* What needs to be done
Pull out every line of the rows below that contains the string "bumper", matching case exactly.

* Records for this exercise
* BEGIN *
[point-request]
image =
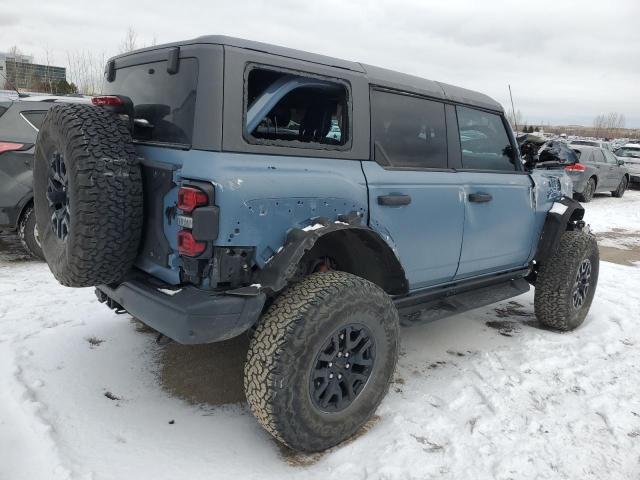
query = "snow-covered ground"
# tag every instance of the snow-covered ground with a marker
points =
(488, 394)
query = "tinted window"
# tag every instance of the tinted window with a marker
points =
(610, 157)
(408, 131)
(484, 141)
(598, 156)
(35, 118)
(164, 104)
(295, 110)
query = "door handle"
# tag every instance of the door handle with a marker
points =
(480, 197)
(394, 200)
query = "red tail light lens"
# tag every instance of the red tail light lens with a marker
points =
(107, 101)
(576, 167)
(10, 147)
(190, 198)
(189, 246)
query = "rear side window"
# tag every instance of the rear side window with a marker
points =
(598, 157)
(610, 157)
(164, 104)
(484, 141)
(282, 108)
(34, 118)
(408, 131)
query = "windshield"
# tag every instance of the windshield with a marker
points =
(164, 104)
(628, 152)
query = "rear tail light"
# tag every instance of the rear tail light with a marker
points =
(107, 101)
(189, 246)
(576, 167)
(10, 147)
(190, 198)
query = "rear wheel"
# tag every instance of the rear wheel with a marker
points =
(589, 190)
(321, 360)
(566, 283)
(619, 192)
(28, 233)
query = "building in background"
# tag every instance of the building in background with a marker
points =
(19, 71)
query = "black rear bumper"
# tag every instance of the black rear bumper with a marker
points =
(185, 314)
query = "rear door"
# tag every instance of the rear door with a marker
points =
(414, 198)
(499, 226)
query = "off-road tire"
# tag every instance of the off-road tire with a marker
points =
(589, 190)
(104, 192)
(619, 192)
(28, 233)
(553, 301)
(284, 348)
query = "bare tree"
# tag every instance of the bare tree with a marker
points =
(130, 41)
(86, 70)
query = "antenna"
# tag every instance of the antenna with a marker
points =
(513, 110)
(12, 86)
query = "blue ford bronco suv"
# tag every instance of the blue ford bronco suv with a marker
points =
(223, 186)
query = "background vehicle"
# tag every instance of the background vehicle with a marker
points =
(598, 171)
(591, 143)
(20, 121)
(420, 209)
(630, 155)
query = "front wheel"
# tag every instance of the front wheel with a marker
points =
(588, 192)
(321, 360)
(567, 281)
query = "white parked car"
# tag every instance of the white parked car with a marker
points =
(630, 155)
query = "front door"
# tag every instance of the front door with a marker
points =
(499, 226)
(415, 201)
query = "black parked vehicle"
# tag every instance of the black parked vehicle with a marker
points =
(20, 121)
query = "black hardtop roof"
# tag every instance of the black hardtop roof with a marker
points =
(376, 75)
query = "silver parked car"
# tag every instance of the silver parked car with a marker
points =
(630, 155)
(590, 143)
(598, 170)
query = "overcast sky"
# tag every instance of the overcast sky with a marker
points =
(566, 60)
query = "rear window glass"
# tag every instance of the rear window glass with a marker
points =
(295, 110)
(34, 118)
(164, 104)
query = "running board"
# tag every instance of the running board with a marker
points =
(423, 308)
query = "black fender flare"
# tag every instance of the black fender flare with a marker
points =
(378, 258)
(564, 215)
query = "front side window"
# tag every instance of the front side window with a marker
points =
(408, 131)
(484, 141)
(293, 110)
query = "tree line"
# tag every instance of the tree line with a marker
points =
(84, 70)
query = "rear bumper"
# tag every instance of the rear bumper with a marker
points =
(188, 316)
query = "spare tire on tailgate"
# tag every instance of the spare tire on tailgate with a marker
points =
(87, 195)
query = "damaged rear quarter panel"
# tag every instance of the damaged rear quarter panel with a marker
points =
(262, 197)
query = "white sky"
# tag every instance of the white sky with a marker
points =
(566, 60)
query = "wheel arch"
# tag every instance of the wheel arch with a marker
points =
(355, 248)
(559, 219)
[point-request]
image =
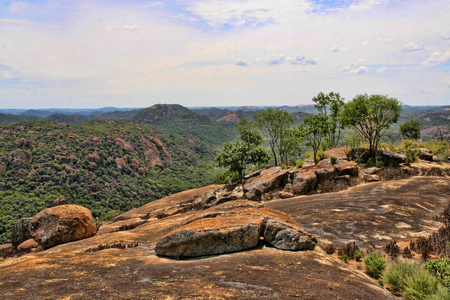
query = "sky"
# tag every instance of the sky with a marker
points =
(97, 53)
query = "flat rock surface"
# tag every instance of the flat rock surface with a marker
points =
(123, 264)
(371, 213)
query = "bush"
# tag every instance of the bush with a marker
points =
(333, 160)
(398, 273)
(411, 155)
(421, 285)
(299, 163)
(440, 269)
(375, 264)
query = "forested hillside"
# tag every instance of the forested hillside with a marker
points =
(102, 165)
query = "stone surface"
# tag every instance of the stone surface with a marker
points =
(303, 182)
(21, 232)
(61, 224)
(371, 177)
(28, 245)
(345, 167)
(392, 159)
(267, 180)
(211, 236)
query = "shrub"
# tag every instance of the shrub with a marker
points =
(421, 285)
(344, 258)
(411, 155)
(358, 255)
(330, 249)
(375, 264)
(398, 273)
(333, 160)
(440, 269)
(299, 163)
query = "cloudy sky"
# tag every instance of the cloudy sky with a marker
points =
(217, 52)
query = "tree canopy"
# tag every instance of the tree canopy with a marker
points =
(276, 125)
(411, 129)
(369, 116)
(247, 150)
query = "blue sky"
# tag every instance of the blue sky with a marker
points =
(215, 53)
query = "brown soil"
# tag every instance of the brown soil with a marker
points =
(123, 264)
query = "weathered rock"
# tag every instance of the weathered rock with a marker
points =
(28, 245)
(425, 155)
(372, 170)
(21, 232)
(267, 180)
(61, 224)
(285, 237)
(371, 177)
(211, 236)
(340, 153)
(392, 159)
(345, 167)
(303, 182)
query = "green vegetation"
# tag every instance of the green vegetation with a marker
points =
(335, 104)
(275, 125)
(411, 129)
(440, 268)
(102, 165)
(177, 119)
(313, 130)
(375, 264)
(369, 116)
(247, 150)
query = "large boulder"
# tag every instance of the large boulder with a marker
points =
(21, 232)
(268, 180)
(211, 236)
(303, 182)
(392, 159)
(233, 226)
(56, 225)
(345, 167)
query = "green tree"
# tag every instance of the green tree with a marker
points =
(411, 129)
(313, 129)
(335, 103)
(247, 150)
(276, 124)
(369, 116)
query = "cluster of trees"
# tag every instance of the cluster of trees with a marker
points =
(367, 115)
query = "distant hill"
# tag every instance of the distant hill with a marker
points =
(102, 165)
(9, 118)
(174, 118)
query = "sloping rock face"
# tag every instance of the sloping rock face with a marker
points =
(267, 180)
(233, 226)
(56, 225)
(211, 236)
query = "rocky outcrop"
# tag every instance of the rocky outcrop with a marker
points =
(233, 226)
(54, 226)
(392, 159)
(303, 182)
(345, 167)
(267, 180)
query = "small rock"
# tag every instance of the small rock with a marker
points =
(371, 177)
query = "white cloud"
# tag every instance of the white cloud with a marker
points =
(156, 4)
(253, 12)
(242, 63)
(445, 35)
(352, 69)
(412, 46)
(438, 58)
(303, 61)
* END *
* Exercise answer
query = "black rear bumper"
# tag every instance of the black rear bumper with a marker
query = "rear bumper"
# tag every instance of the rear bumper with a marker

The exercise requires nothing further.